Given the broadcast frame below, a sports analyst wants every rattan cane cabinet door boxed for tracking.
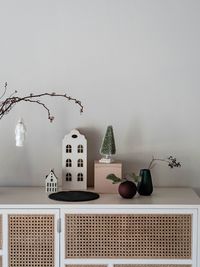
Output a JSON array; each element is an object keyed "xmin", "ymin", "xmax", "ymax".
[
  {"xmin": 65, "ymin": 214, "xmax": 192, "ymax": 259},
  {"xmin": 8, "ymin": 214, "xmax": 55, "ymax": 267}
]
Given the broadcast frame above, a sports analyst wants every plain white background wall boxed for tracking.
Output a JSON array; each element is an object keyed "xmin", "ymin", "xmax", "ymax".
[{"xmin": 0, "ymin": 0, "xmax": 200, "ymax": 195}]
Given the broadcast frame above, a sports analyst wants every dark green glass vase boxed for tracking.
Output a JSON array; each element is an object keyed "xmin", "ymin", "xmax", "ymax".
[{"xmin": 138, "ymin": 169, "xmax": 153, "ymax": 196}]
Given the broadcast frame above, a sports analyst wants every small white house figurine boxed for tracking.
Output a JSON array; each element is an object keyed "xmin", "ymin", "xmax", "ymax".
[
  {"xmin": 45, "ymin": 170, "xmax": 58, "ymax": 193},
  {"xmin": 62, "ymin": 129, "xmax": 87, "ymax": 190}
]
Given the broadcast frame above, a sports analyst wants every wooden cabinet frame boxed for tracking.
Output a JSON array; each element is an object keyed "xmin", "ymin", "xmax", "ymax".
[{"xmin": 61, "ymin": 207, "xmax": 198, "ymax": 267}]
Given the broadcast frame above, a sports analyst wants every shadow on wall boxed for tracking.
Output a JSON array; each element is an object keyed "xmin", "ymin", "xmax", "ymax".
[
  {"xmin": 78, "ymin": 128, "xmax": 101, "ymax": 187},
  {"xmin": 193, "ymin": 188, "xmax": 200, "ymax": 197}
]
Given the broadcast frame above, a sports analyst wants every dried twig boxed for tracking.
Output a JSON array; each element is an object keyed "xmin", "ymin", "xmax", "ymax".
[
  {"xmin": 0, "ymin": 83, "xmax": 83, "ymax": 122},
  {"xmin": 148, "ymin": 156, "xmax": 181, "ymax": 169}
]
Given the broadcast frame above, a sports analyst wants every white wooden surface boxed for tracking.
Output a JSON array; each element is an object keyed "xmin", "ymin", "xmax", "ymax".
[
  {"xmin": 0, "ymin": 187, "xmax": 200, "ymax": 267},
  {"xmin": 0, "ymin": 187, "xmax": 200, "ymax": 208}
]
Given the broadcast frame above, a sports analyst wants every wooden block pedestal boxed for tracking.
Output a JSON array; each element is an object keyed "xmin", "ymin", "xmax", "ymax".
[{"xmin": 94, "ymin": 160, "xmax": 122, "ymax": 194}]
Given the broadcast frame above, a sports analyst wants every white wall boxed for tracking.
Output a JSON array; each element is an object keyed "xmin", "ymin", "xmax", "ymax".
[{"xmin": 0, "ymin": 0, "xmax": 200, "ymax": 195}]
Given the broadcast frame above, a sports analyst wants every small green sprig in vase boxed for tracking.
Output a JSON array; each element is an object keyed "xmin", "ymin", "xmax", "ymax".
[{"xmin": 137, "ymin": 156, "xmax": 181, "ymax": 196}]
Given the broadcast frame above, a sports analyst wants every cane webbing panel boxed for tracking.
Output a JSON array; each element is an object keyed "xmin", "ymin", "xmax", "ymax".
[
  {"xmin": 114, "ymin": 264, "xmax": 192, "ymax": 267},
  {"xmin": 8, "ymin": 214, "xmax": 55, "ymax": 267},
  {"xmin": 65, "ymin": 214, "xmax": 192, "ymax": 259},
  {"xmin": 0, "ymin": 215, "xmax": 3, "ymax": 249}
]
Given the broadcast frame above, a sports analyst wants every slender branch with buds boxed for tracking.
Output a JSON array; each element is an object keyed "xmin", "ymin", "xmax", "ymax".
[
  {"xmin": 0, "ymin": 82, "xmax": 83, "ymax": 122},
  {"xmin": 148, "ymin": 156, "xmax": 181, "ymax": 169}
]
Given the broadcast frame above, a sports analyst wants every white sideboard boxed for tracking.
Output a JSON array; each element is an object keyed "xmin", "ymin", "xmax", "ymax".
[{"xmin": 0, "ymin": 187, "xmax": 200, "ymax": 267}]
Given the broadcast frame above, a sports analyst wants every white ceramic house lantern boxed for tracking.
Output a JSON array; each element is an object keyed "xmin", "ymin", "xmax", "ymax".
[
  {"xmin": 45, "ymin": 170, "xmax": 58, "ymax": 193},
  {"xmin": 62, "ymin": 129, "xmax": 87, "ymax": 190}
]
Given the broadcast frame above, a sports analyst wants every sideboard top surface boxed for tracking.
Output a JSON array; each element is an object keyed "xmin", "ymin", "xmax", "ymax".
[{"xmin": 0, "ymin": 187, "xmax": 200, "ymax": 208}]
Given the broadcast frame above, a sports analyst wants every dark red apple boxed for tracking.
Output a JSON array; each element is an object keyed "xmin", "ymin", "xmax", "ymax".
[{"xmin": 118, "ymin": 181, "xmax": 137, "ymax": 198}]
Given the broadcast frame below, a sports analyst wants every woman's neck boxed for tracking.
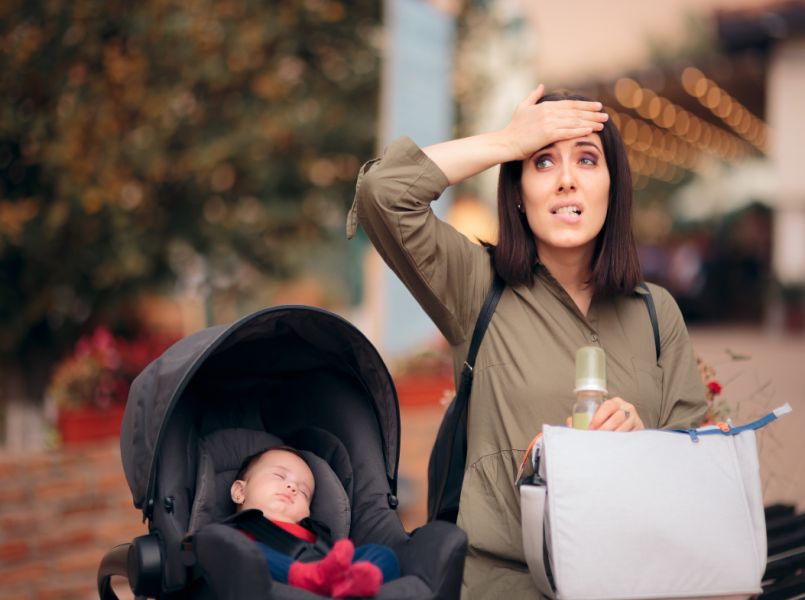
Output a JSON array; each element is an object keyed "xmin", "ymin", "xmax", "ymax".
[{"xmin": 539, "ymin": 248, "xmax": 594, "ymax": 316}]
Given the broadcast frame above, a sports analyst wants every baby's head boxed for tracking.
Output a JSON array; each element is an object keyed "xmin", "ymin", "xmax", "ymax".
[{"xmin": 230, "ymin": 446, "xmax": 315, "ymax": 523}]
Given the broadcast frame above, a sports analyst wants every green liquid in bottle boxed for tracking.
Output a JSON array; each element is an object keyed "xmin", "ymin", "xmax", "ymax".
[
  {"xmin": 572, "ymin": 346, "xmax": 607, "ymax": 429},
  {"xmin": 573, "ymin": 412, "xmax": 593, "ymax": 429}
]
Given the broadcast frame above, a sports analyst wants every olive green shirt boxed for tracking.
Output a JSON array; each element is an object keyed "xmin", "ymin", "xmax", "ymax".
[{"xmin": 347, "ymin": 138, "xmax": 706, "ymax": 599}]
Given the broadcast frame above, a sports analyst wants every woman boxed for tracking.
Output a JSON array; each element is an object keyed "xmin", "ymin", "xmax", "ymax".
[{"xmin": 348, "ymin": 86, "xmax": 705, "ymax": 599}]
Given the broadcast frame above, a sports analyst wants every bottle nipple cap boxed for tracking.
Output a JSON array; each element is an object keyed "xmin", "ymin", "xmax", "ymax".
[{"xmin": 573, "ymin": 346, "xmax": 607, "ymax": 394}]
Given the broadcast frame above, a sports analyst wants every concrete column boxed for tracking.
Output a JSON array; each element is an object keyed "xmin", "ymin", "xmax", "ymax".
[{"xmin": 766, "ymin": 38, "xmax": 805, "ymax": 330}]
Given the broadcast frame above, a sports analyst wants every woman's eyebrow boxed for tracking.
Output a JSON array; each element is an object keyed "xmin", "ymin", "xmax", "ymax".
[
  {"xmin": 532, "ymin": 140, "xmax": 603, "ymax": 156},
  {"xmin": 574, "ymin": 140, "xmax": 602, "ymax": 152}
]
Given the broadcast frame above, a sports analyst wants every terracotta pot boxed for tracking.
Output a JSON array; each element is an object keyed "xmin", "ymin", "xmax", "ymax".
[
  {"xmin": 57, "ymin": 406, "xmax": 126, "ymax": 446},
  {"xmin": 394, "ymin": 375, "xmax": 455, "ymax": 406}
]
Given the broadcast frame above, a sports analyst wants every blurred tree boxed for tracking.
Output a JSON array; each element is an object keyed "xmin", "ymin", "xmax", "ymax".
[{"xmin": 0, "ymin": 0, "xmax": 381, "ymax": 380}]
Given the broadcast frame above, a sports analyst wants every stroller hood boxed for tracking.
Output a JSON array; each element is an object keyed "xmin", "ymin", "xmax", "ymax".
[{"xmin": 120, "ymin": 306, "xmax": 400, "ymax": 517}]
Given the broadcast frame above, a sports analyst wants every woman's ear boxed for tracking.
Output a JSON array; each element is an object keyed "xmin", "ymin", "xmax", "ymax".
[{"xmin": 229, "ymin": 479, "xmax": 246, "ymax": 504}]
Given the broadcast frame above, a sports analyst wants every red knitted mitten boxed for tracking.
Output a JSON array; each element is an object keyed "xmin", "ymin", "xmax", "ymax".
[
  {"xmin": 288, "ymin": 539, "xmax": 355, "ymax": 596},
  {"xmin": 330, "ymin": 560, "xmax": 383, "ymax": 598}
]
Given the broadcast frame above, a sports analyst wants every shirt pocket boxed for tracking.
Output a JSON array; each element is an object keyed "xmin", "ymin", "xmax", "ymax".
[{"xmin": 628, "ymin": 356, "xmax": 663, "ymax": 429}]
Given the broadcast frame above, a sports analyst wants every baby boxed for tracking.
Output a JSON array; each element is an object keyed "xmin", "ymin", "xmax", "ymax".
[{"xmin": 230, "ymin": 446, "xmax": 400, "ymax": 598}]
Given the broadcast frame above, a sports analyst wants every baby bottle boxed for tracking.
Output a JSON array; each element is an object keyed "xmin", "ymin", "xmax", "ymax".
[{"xmin": 573, "ymin": 346, "xmax": 607, "ymax": 429}]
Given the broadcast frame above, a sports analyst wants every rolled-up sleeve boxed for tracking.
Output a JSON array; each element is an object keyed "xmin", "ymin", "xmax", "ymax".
[{"xmin": 347, "ymin": 138, "xmax": 492, "ymax": 345}]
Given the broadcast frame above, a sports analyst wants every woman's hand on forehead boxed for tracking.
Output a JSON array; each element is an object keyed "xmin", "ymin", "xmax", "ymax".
[{"xmin": 503, "ymin": 84, "xmax": 609, "ymax": 160}]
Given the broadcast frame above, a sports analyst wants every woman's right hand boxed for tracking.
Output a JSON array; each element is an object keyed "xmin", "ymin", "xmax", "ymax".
[
  {"xmin": 500, "ymin": 84, "xmax": 609, "ymax": 160},
  {"xmin": 422, "ymin": 84, "xmax": 609, "ymax": 185}
]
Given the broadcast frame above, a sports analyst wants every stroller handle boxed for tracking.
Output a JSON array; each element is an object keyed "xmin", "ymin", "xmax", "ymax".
[{"xmin": 98, "ymin": 543, "xmax": 131, "ymax": 600}]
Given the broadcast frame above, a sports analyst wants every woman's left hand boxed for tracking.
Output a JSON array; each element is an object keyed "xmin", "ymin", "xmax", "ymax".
[{"xmin": 590, "ymin": 396, "xmax": 646, "ymax": 431}]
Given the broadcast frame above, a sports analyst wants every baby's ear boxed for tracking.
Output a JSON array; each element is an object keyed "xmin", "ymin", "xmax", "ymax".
[{"xmin": 229, "ymin": 479, "xmax": 246, "ymax": 504}]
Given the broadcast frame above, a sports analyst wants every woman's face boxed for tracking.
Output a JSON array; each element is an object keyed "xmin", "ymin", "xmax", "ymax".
[{"xmin": 521, "ymin": 134, "xmax": 609, "ymax": 259}]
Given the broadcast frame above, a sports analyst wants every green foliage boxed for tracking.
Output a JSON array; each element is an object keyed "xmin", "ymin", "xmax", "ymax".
[{"xmin": 0, "ymin": 0, "xmax": 381, "ymax": 358}]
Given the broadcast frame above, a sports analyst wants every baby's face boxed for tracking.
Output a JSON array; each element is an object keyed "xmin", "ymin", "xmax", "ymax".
[{"xmin": 232, "ymin": 450, "xmax": 315, "ymax": 523}]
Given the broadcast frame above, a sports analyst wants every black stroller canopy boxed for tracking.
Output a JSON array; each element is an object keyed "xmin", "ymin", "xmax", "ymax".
[{"xmin": 120, "ymin": 306, "xmax": 400, "ymax": 516}]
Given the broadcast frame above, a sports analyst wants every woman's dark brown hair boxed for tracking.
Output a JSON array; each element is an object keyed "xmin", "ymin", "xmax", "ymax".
[{"xmin": 493, "ymin": 93, "xmax": 642, "ymax": 296}]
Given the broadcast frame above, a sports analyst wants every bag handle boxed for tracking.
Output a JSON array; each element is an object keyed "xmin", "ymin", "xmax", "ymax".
[
  {"xmin": 456, "ymin": 272, "xmax": 506, "ymax": 448},
  {"xmin": 637, "ymin": 281, "xmax": 660, "ymax": 362},
  {"xmin": 458, "ymin": 273, "xmax": 506, "ymax": 386},
  {"xmin": 428, "ymin": 273, "xmax": 506, "ymax": 523},
  {"xmin": 669, "ymin": 402, "xmax": 793, "ymax": 442}
]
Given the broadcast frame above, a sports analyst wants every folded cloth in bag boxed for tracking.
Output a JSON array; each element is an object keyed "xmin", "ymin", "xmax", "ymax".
[{"xmin": 520, "ymin": 405, "xmax": 790, "ymax": 600}]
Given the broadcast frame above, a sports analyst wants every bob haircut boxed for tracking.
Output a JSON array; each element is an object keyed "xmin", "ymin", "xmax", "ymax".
[{"xmin": 493, "ymin": 93, "xmax": 643, "ymax": 297}]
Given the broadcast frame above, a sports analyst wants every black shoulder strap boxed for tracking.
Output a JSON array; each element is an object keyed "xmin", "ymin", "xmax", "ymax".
[
  {"xmin": 457, "ymin": 273, "xmax": 506, "ymax": 398},
  {"xmin": 640, "ymin": 281, "xmax": 660, "ymax": 362}
]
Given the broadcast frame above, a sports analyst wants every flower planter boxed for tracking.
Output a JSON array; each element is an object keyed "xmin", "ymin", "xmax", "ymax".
[
  {"xmin": 394, "ymin": 374, "xmax": 455, "ymax": 406},
  {"xmin": 57, "ymin": 405, "xmax": 126, "ymax": 446}
]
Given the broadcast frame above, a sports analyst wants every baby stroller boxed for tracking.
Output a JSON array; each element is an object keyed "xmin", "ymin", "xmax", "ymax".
[{"xmin": 98, "ymin": 306, "xmax": 467, "ymax": 600}]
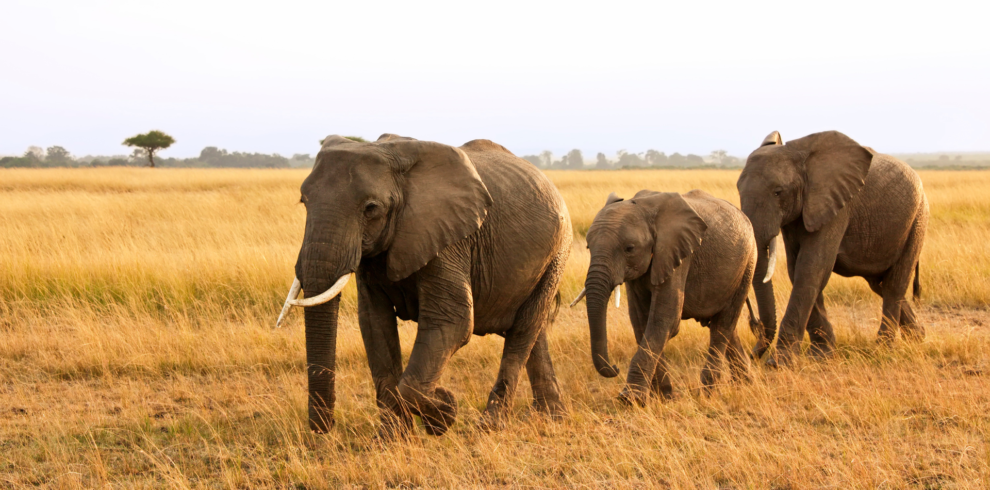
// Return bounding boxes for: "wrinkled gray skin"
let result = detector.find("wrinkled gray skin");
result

+ + + + +

Give again the lines from the line that contains "haircut boxed for tracking." through the last line of the material above, exactly and with both ends included. Omit the pictures.

FINAL RESULT ▸
Given the broadcast frame above, a sports analyst wants every bob haircut boxed for tracking.
Output a JSON array; each element is an object keyed "xmin", "ymin", "xmax", "ymax".
[{"xmin": 493, "ymin": 93, "xmax": 643, "ymax": 297}]
Given the broadcast frame above, a sports analyst wants every black shoulder strap boxed for tracking.
Output a JSON array; each element is an object keyed "xmin", "ymin", "xmax", "ymax".
[
  {"xmin": 457, "ymin": 273, "xmax": 506, "ymax": 398},
  {"xmin": 640, "ymin": 281, "xmax": 660, "ymax": 362}
]
Given the broadcast frame above, a sports analyst wants every flower planter boxed for tracking.
Output a JSON array; each element is an object keyed "xmin", "ymin", "xmax", "ymax".
[
  {"xmin": 394, "ymin": 374, "xmax": 455, "ymax": 406},
  {"xmin": 57, "ymin": 405, "xmax": 126, "ymax": 446}
]
Given the broadcast frame above, a sports analyst wants every baby stroller boxed for tracking.
Output a JSON array; each element is an object keyed "xmin", "ymin", "xmax", "ymax".
[{"xmin": 98, "ymin": 306, "xmax": 467, "ymax": 600}]
// Return bounding boxes for: "wrinkled gray skin"
let result = detector.find("wrinkled gray skin");
result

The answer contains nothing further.